++++ Dataset entries ++++

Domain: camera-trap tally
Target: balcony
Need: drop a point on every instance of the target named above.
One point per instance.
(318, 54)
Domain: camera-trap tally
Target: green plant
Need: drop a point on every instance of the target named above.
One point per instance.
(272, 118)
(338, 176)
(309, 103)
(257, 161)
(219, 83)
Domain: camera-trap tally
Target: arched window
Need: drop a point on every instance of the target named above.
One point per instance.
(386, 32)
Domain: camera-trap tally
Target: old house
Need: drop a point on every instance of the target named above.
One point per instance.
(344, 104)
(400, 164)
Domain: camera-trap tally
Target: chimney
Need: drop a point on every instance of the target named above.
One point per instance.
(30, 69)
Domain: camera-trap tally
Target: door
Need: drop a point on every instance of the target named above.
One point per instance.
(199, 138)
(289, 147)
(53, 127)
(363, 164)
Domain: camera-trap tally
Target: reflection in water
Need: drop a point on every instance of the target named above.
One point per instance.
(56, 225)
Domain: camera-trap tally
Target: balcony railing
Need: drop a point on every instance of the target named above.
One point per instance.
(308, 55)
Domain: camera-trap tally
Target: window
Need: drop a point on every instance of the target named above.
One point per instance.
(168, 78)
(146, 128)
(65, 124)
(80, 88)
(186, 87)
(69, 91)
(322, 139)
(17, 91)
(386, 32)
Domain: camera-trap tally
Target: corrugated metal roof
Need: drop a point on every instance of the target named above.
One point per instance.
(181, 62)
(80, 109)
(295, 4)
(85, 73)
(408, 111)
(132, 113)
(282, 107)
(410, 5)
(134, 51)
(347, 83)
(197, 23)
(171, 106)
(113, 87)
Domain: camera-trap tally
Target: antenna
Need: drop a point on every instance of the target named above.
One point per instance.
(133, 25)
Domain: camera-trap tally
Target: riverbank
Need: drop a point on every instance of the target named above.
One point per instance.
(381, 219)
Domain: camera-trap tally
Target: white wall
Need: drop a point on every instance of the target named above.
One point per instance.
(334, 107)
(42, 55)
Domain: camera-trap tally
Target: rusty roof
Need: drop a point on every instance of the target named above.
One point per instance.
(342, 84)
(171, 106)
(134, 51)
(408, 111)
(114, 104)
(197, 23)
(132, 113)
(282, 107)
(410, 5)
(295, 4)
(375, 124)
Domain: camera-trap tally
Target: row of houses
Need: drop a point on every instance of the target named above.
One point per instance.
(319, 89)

++++

Required work: Retype the records above from the very first line down to the line with "Target: arched window", keeping both of those lines. Include nothing beyond them.

Answer to the exercise:
Domain: camera-trap tally
Target: balcony
Need: drop a point on every instance of the target named above.
One point per instance.
(318, 54)
Domain: camera-trap tally
Target: green plant
Need: drop a point on every instance of the target named above.
One point per instance.
(272, 118)
(338, 176)
(309, 103)
(257, 161)
(219, 83)
Domain: camera-trap tally
Target: arched window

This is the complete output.